## Liste des tâches
1. Dans l'extrait sur les coeurs de métier, condensez sous forme de liste le paragraphe qui commence par « Tel est le cas pour la métrologie », sans perdre ses faits principaux.
2. Reprenez le texte sur les coeurs de métier là où il s'arrête, en écrivant la suite dans le même ton.

L'expression "coeur de métier" fait partie du lexique élémentaire de tout dirigeant d'entreprise. À la regarder de près, elle intrigue à double titre. D'abord, parce que, lorsqu'elle est brandie, l'idée de recentrage n'est jamais bien loin. Ce coeur-là est plus souvent agité de systoles que de diastoles, de contractions que de dilatations. Ensuite, parce qu'il a tout de l'oxymore?: si le coeur renvoie à quelque chose d'à la fois profond et transcendant, le métier a trait à une dimension quasi routinière. Lorsque l'on a du métier, on fait les choses bien, sans trop y penser.
Les textes de ce numéro parlent de coeurs de métier, le pluriel étant là pour éloigner les images immédiates que l'expression pourrait générer, et bien souligner qu'il n'y a pas qu'un "tac", celui de la systole. Car il sera question ici de redéploiements?: des démarches d'identification, dans des contextes évolutifs, de ce qui fait le coeur d'activités. Des démarches d'introspection, dans des métiers parfois ancestraux.
Tel est le cas pour la métrologie, métier de l'ancien Corps des instruments de mesure, créé à la Révolution, et rattaché aujourd'hui au ministère de l'Industrie. Pour Jean-Marc Le Parco, qui en a hérité la responsabilité, il s'agissait d'interroger, et de valoriser, ce qu'il y avait derrière cette institution aux accents surannés. Son travail a été de redonner fierté à ses équipes en les conduisant à redéfinir leur identité.
Dans le texte d'Emmanuel Marchant, le coeur dont il est question est celui de la mission de Danone, et de sa double dimension économique et sociale, qu'il s'est agi de décliner dans des projets de social business. Avec le Crédit Agricole, Danone a créé un fonds d'investissement pour accompagner des projets de développement de par le monde, en pensant bien les conditions pour préserver l'esprit de ces projets.

## Données fournies
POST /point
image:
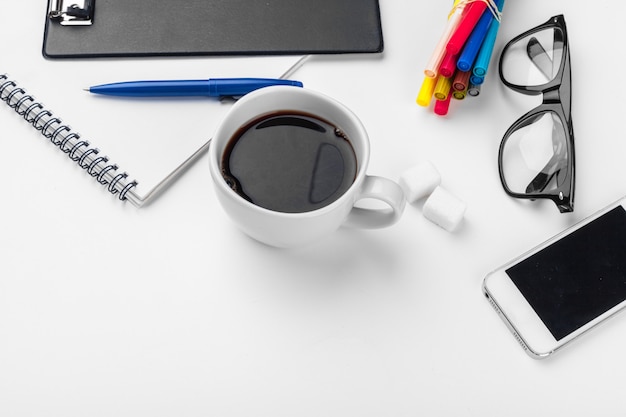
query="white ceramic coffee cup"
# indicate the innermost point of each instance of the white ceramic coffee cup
(296, 229)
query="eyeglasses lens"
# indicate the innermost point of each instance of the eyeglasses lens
(535, 156)
(535, 59)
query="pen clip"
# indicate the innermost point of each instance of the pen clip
(76, 13)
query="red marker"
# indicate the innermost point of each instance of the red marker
(471, 16)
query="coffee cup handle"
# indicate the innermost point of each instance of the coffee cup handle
(385, 190)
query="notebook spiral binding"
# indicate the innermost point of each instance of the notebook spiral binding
(61, 135)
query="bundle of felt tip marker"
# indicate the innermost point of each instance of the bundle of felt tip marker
(459, 63)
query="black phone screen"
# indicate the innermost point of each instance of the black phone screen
(579, 277)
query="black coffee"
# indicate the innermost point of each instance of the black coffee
(289, 162)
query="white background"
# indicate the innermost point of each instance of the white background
(169, 310)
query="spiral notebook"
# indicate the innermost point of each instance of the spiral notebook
(151, 141)
(110, 28)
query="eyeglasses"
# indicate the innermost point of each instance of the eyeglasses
(536, 157)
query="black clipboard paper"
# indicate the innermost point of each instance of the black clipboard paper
(135, 28)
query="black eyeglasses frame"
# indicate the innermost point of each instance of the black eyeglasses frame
(556, 100)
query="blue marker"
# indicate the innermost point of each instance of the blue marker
(484, 54)
(476, 80)
(470, 50)
(218, 87)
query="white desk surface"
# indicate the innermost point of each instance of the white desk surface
(169, 310)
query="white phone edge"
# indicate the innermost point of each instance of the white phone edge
(519, 317)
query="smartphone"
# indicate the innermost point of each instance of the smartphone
(564, 287)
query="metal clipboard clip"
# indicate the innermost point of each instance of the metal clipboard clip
(72, 12)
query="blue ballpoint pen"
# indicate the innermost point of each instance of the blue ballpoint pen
(217, 87)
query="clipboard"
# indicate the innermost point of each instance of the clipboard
(137, 28)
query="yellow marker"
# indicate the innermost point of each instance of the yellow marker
(426, 91)
(442, 88)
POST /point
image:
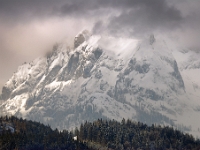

## Réponses aux tâches
1.
- La métrologie est le métier de l'ancien Corps des instruments de mesure, créé à la Révolution et rattaché aujourd'hui au ministère de l'Industrie.
- Jean-Marc Le Parco, qui en a hérité la responsabilité, a voulu interroger et valoriser ce que recouvrait cette institution aux accents surannés.
- Il a redonné de la fierté à ses équipes en les amenant à redéfinir leur identité.

2.
Lorsque des marques font appel à l'agence du designer Patrick Jouin, c'est pour leur apporter un autre regard. Dans le travail qui s'opère avec elles, l'étape portant sur la transmission de ce qu'est la marque est fondamentale au point que le designer refuse de la déléguer. Son travail consiste alors à revenir à l'essentiel des projets d'objets qu'on lui confie, qu'il s'agisse d'un couteau ou d'un hôtel. Une démarche de retour à l'essentiel, et de redéploiement dans des nouveaux projets.
Le coeur de métier de Total, c'est l'énergie. Pour se positionner sur les énergies renouvelables, pour lesquelles elle n'avait qu'un savoir-faire limité, l'entreprise a fait le choix d'un modèle de partenariat avec un réseau de start-ups. Par là, elle cherchait à acquérir des compétences pointues, et les aider à se développer, sans prendre le risque de les voir s'évanouir au contact des logiques de grand groupe. Total GEN a été conçu comme un écrin pour pérenniser le coeur de ces entreprises.
C'est le même souci qui a guidé les responsables des soeurs de la Charité de Strasbourg, une congrégation religieuse au service de l'homme souffrant qu'elles souhaitaient pérenniser en la transmettant à des chrétiens laïcs. La démarche a consisté à mettre le coeur d'une institution vieille de deux siècles et demi dans une organisation propre à le faire battre dans un contexte renouvelé.
Ces coeurs de métier-là battent. Si les expériences dont il est question impliquent des démarches d'introspection, elles sont au service de redéploiements. Systole, diastole...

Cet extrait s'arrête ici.